— begin —
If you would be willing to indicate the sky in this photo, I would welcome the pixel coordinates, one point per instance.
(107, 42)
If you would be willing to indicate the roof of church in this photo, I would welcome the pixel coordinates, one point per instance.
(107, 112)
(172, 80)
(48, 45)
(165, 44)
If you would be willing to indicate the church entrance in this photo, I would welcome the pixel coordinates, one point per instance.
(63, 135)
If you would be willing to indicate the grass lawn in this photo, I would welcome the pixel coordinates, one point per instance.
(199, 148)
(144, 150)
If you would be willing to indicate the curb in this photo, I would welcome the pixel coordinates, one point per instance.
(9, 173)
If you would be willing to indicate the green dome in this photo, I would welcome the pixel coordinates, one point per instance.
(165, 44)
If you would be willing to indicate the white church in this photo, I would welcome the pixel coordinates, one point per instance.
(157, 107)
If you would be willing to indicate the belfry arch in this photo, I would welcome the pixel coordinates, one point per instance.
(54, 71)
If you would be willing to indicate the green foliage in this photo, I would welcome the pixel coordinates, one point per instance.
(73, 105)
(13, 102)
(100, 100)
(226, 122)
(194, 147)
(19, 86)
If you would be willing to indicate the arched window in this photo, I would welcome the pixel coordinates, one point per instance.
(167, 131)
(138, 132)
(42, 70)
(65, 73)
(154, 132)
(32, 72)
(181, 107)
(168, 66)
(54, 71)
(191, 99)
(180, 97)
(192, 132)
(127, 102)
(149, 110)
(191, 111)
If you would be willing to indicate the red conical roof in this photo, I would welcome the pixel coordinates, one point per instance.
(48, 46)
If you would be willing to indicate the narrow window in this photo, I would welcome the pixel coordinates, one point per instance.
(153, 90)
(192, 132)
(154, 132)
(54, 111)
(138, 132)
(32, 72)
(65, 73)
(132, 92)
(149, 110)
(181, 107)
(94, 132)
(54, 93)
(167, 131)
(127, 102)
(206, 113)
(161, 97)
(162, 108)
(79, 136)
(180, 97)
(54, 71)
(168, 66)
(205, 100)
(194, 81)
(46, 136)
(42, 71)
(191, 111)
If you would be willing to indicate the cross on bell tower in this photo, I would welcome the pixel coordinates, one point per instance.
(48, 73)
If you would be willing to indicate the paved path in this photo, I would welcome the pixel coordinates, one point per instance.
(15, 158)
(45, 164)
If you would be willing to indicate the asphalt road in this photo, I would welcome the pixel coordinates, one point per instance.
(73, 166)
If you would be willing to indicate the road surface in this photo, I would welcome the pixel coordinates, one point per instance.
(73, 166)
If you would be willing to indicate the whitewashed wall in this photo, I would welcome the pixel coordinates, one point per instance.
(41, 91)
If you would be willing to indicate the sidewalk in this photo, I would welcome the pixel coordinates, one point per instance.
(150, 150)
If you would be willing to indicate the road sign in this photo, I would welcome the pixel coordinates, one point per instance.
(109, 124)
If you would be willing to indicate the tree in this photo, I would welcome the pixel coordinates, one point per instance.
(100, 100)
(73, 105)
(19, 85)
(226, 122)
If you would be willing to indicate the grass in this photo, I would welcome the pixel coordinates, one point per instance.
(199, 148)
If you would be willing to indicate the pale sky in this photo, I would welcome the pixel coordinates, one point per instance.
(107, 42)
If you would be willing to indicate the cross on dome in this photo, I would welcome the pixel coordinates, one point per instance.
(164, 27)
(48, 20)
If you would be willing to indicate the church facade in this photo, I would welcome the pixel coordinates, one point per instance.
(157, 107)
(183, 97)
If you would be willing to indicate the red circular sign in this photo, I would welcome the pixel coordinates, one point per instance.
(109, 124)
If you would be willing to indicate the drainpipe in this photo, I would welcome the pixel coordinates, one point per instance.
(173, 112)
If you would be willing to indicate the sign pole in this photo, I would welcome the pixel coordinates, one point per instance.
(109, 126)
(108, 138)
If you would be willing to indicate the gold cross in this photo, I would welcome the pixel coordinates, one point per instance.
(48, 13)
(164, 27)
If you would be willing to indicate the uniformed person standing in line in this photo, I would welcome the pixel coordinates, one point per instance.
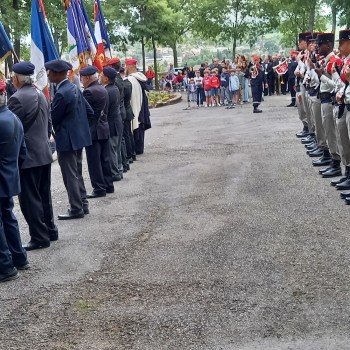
— end —
-- WHAT IS EXPECTED --
Copy out every one of the entries above word for word, omitting the pictures.

-- COMPLETE ANSWER --
If you would be willing to indicate the sky in this photo, I would welcome the pixel coordinates, one point per instance.
(107, 42)
If you would be willing to indicate the roof of church in this photo, I would welcome the pixel coordinates, one point per instance.
(107, 112)
(172, 80)
(48, 45)
(165, 44)
If you would be willing to indicate the church entrance in this photo, I would welcome the pixel coordinates, one point per instance.
(63, 135)
If you would be willing to indicate the grass lawn in this photo, I would welcome the pixel coordinates, one point per instance.
(199, 148)
(144, 150)
If you would be willing to indicate the curb in this photo, I would welcome the pixel coordinates, one point per instance.
(9, 173)
If you would be willing to indicate the green dome in this photo, I would welcome the pixel coordinates, one point per instance.
(165, 44)
If you would be willing to indicate the white church in this photo, I would welcome the pixel coordinates, one point per instance.
(157, 107)
If you would be willing to indicate the belfry arch in this photo, I would welcome the pixel coordinates, one point per instance.
(54, 71)
If you would be willing to indicate the green foliage in this photo, I would welcome the pixel coordinates, one point per instance.
(73, 105)
(13, 102)
(100, 100)
(226, 122)
(194, 147)
(19, 86)
If you would be willing to indicate the arched window in this photo, I would welcome the pixel coordinates, one point per instance.
(167, 131)
(138, 132)
(42, 70)
(65, 73)
(154, 132)
(32, 72)
(181, 107)
(168, 66)
(54, 71)
(191, 99)
(180, 97)
(192, 132)
(127, 102)
(149, 110)
(191, 111)
If you would be willing to indicate the red conical roof in this photo, I would welcome the pixel coordinates, one point per instance.
(48, 46)
If you would be willing to indicate the narrow window in this photo, I would welcome the pixel coordinates, one point per instance.
(153, 90)
(192, 132)
(154, 132)
(54, 111)
(138, 132)
(32, 72)
(65, 73)
(132, 92)
(149, 110)
(181, 107)
(94, 132)
(54, 93)
(167, 131)
(127, 102)
(206, 113)
(161, 97)
(162, 108)
(79, 136)
(180, 97)
(54, 71)
(168, 66)
(205, 100)
(194, 81)
(46, 136)
(42, 71)
(191, 111)
If you would be willing to indicate the cross on bell tower in this photo, I would welcome the pixel coordinates, one point per instance.
(48, 73)
If you would be willing to indicate the paved path in this photo, I would welcome the pixel coordinates, one point per instance.
(15, 158)
(45, 164)
If you would be willing to indicate the asphalt road in this photo, I would welcome the pixel coordinates, one point per instance.
(73, 166)
If you would be willing to indicate the road surface in this photo, I would welcome the pixel coordinates, one point per instance.
(73, 166)
If you would be willing to indicate the whitewashed wall in this photo, I would welcome the pixel coordinates, one point per instance.
(41, 91)
If you would be willing to indicate the sidewalk in this photo, I would welcome the pixel coordinates, one point per instance.
(150, 150)
If you would be willing to indicate the road sign in this photo, I would welcome the pixel coordinates, one point per instance.
(109, 124)
If you would be willing to indicate the tree in this photo, I would welcome the pixel coordinates, one point per instance.
(100, 100)
(73, 105)
(19, 85)
(226, 122)
If you would be willing to indicate the grass in this photo, I would welcome the pixel coordinates, one point per instance.
(199, 148)
If you would be willing to indicate the pale sky in this photo, I would welcome the pixel coordinates, one point per instance.
(107, 42)
If you would be willing to indicate the cross on dome in this photo, I would welcome the pixel coordinates, one point per instance.
(164, 27)
(48, 20)
If you would be willing to indicate the church facade in this photo, I would welcome the pixel coordinates, one point per instance.
(157, 107)
(183, 97)
If you would be willing to indicate the red circular sign in this photo, I would welcome the pixel coordinates, one point per instance.
(109, 124)
If you would be willing to indicate the drainpipe in this photo, I would welcome the pixel coordinates, one point per instance.
(173, 112)
If you would be willing to indicate the sign pole in this photo, I would welcome the pixel coordinates, one point per instance.
(109, 126)
(108, 138)
If you would be willing to indicate the gold cross in this photo, I would welcome the pixel coordinates, one point per instance.
(48, 13)
(164, 27)
If you would be willing to indicate the uniformed person standing in line in this photo, I would welcome the pixel coordinates, one point per instance.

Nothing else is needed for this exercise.